# Set task
Copy out all of the data below with "with a single point" swapped for "with one point" every time it appears, and keep everything else the same. Omit the pictures from your answer.

--- Records ---

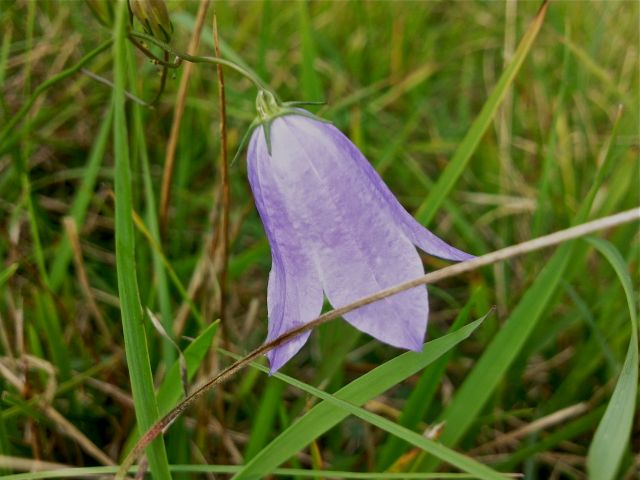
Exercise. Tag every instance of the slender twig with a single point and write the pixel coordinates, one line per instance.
(170, 156)
(197, 59)
(224, 182)
(453, 270)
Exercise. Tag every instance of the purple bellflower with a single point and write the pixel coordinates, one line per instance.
(335, 229)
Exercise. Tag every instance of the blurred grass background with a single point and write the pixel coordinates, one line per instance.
(404, 80)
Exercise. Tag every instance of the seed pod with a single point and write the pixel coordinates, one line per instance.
(154, 17)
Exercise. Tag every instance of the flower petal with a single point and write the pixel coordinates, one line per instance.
(294, 294)
(358, 249)
(365, 176)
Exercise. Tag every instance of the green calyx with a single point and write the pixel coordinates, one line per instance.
(269, 108)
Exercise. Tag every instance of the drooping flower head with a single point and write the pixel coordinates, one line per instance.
(335, 229)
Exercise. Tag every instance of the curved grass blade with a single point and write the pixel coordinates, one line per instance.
(131, 310)
(326, 415)
(443, 453)
(612, 435)
(461, 158)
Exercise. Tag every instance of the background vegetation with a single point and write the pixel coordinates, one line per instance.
(405, 80)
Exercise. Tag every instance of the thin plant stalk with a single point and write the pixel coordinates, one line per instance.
(546, 241)
(136, 350)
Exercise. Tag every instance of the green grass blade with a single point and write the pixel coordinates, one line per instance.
(434, 448)
(325, 415)
(612, 435)
(83, 472)
(131, 310)
(426, 212)
(481, 383)
(171, 388)
(159, 273)
(263, 421)
(311, 87)
(421, 397)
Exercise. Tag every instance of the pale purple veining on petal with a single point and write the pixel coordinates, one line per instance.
(294, 292)
(334, 225)
(343, 148)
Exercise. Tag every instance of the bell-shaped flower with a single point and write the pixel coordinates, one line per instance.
(335, 229)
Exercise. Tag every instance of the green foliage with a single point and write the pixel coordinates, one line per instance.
(492, 125)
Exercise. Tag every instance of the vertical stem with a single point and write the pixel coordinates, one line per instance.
(131, 310)
(224, 181)
(170, 156)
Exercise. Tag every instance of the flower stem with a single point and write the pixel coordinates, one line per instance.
(447, 272)
(198, 59)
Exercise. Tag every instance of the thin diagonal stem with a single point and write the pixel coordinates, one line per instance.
(181, 100)
(447, 272)
(197, 59)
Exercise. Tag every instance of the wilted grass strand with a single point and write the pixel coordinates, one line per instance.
(458, 460)
(131, 310)
(325, 415)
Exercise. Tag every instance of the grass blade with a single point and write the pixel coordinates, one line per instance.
(325, 415)
(436, 449)
(612, 435)
(131, 310)
(82, 199)
(461, 158)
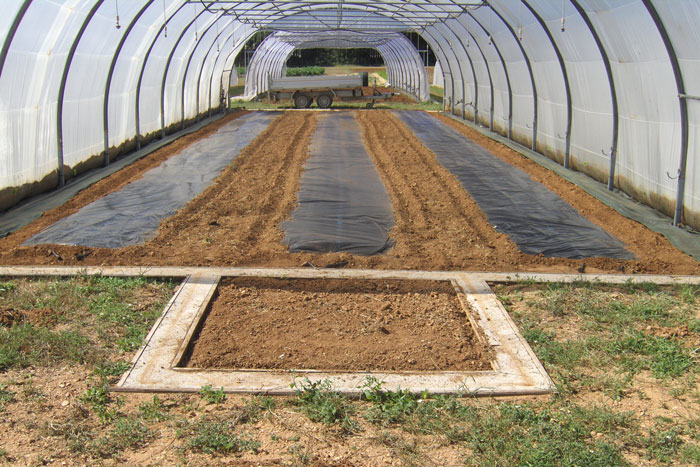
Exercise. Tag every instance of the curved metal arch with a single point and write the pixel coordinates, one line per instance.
(167, 67)
(613, 91)
(110, 73)
(62, 88)
(213, 69)
(488, 72)
(505, 71)
(461, 73)
(567, 84)
(211, 77)
(11, 33)
(445, 62)
(533, 84)
(680, 86)
(143, 69)
(376, 7)
(189, 61)
(251, 33)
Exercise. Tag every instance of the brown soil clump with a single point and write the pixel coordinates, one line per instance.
(355, 325)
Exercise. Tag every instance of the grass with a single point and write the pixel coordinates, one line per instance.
(212, 396)
(437, 93)
(627, 330)
(213, 435)
(322, 404)
(624, 359)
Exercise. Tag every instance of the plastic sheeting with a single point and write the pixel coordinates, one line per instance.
(536, 219)
(404, 67)
(502, 59)
(132, 215)
(343, 204)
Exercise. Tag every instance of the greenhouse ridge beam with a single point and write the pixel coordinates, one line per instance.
(505, 71)
(680, 85)
(533, 84)
(62, 90)
(567, 84)
(53, 45)
(613, 92)
(137, 101)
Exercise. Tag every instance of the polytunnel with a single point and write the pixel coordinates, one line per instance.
(604, 87)
(405, 69)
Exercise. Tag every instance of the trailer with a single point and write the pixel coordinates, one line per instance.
(324, 89)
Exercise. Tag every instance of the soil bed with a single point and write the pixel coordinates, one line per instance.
(353, 325)
(236, 221)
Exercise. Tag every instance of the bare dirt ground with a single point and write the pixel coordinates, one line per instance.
(235, 222)
(387, 325)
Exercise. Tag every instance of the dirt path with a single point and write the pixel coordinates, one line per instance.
(654, 251)
(235, 222)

---

# Output for this exercise
Exercise. Tag every instance of the slender twig with one point and write the pixel coordinates, one line per instance.
(170, 156)
(197, 59)
(224, 182)
(453, 270)
Exercise. Tag every instance of the purple bellflower with one point and write the pixel coordinates, one line per instance.
(335, 229)
Exercise. Tag every instance of the blurred grass background with one point and write the pixel coordinates, one line per instance.
(404, 80)
Exercise. Tag every instance of the seed pod with one point and write the pixel coordinates, one line per instance.
(154, 17)
Exercise. Tag every instance of the flower petal with one point and write the pixel coordinates, one line per instance.
(294, 294)
(358, 249)
(365, 176)
Exercise. Tag every instance of the green calyx with one point and write the pixel coordinates, one line per instance.
(269, 108)
Exercise. Tag every instance of the drooping flower head with one point and write the pixel coordinates, one line per instance.
(335, 229)
Exercise. Tag every instance of the curved grass blade with one point and write the pixel coordinates, one line per instance.
(131, 310)
(326, 415)
(443, 453)
(612, 435)
(461, 158)
Exercise. Tag every instance of the background vegetation with one point and write the pixel coordinates, one line per instance.
(405, 80)
Exercise. Tag every instance of the thin plant stalk with one point and write the pixel coordinates, one line per instance.
(546, 241)
(136, 350)
Exercise. Tag every instance of the green grass blade with one point and write the pixel coordinates, one line per instance.
(434, 448)
(325, 415)
(612, 435)
(83, 472)
(131, 310)
(426, 212)
(481, 383)
(171, 388)
(159, 273)
(263, 421)
(311, 87)
(421, 397)
Exercise. Tag every instance of the pale purple veining on petal with one point and write the pixel coordinates, one line per instance.
(294, 292)
(334, 225)
(343, 148)
Exercise. Tag every instance of the bell-shaped flower with one point and write the pixel coordinates, one line per instance.
(335, 229)
Exercise. Tag every instance of the green foliage with one point and write the pixel coordinates, one line per instance.
(492, 125)
Exercise. Tag every instance of the vertical stem with one point and write the pixel coordinates, one line per instance.
(131, 310)
(224, 181)
(170, 156)
Exercise. Tag every instance of the flower stem with one point and write the pixel coordinates, one line per instance.
(447, 272)
(198, 59)
Exercise. Tag every instance of the thin diagonal stem with one point and write the pixel coordinates, one line per instance.
(181, 100)
(447, 272)
(197, 59)
Exercise. Tag every instance of the wilted grass strand with one point and write the pixel coordinates, one line per instance.
(458, 460)
(131, 310)
(325, 415)
Exercise. Tag every instance of the grass blade with one point and write the pixel coordinates, one line per instance.
(325, 415)
(436, 449)
(612, 435)
(131, 310)
(82, 199)
(461, 158)
Exercise. Tag every instance of the curved metal arch with one point and write the pixel coordinates, one line per instance.
(167, 67)
(613, 91)
(110, 73)
(62, 88)
(213, 69)
(488, 72)
(505, 71)
(461, 73)
(567, 84)
(211, 77)
(11, 33)
(445, 62)
(533, 84)
(680, 86)
(143, 69)
(376, 7)
(189, 61)
(251, 33)
Exercise. Tag every instance of the brown soil clump with one point and write the pixel coordinates, one line per instance.
(355, 325)
Exercise. Tag every instance of the grass with one point and write the pixel coordinates, one line per instance.
(212, 396)
(437, 93)
(627, 330)
(213, 435)
(322, 404)
(624, 359)
Exercise. Tag every instance of the plastic sheeting with one point and write the pixel coordinates, one line per instance.
(536, 219)
(404, 67)
(502, 59)
(132, 215)
(343, 204)
Exercise. Tag every instance of the greenhouse ridge beam with one point and write the pixel coordinates, one line per instance.
(505, 71)
(680, 85)
(533, 84)
(62, 90)
(567, 84)
(53, 45)
(613, 92)
(137, 101)
Exercise. Tag every instance of the polytunnel with one point and write the pixel coordinates, one line per instance.
(604, 87)
(405, 69)
Exercise. Tag every instance of the trailer with one point and write the pixel coordinates, one line per instance.
(324, 89)
Exercise. Tag every instance of the soil bed with one point and write the pixel coordinates, one line per instance.
(353, 325)
(236, 221)
Exercise. Tag every instance of the bare dirt ground with one point and write the pixel coordinates, one line per instance.
(235, 222)
(387, 325)
Exercise. Tag every instance of the dirt path with one point and write the pixel coordinates, one line per instance.
(654, 251)
(235, 222)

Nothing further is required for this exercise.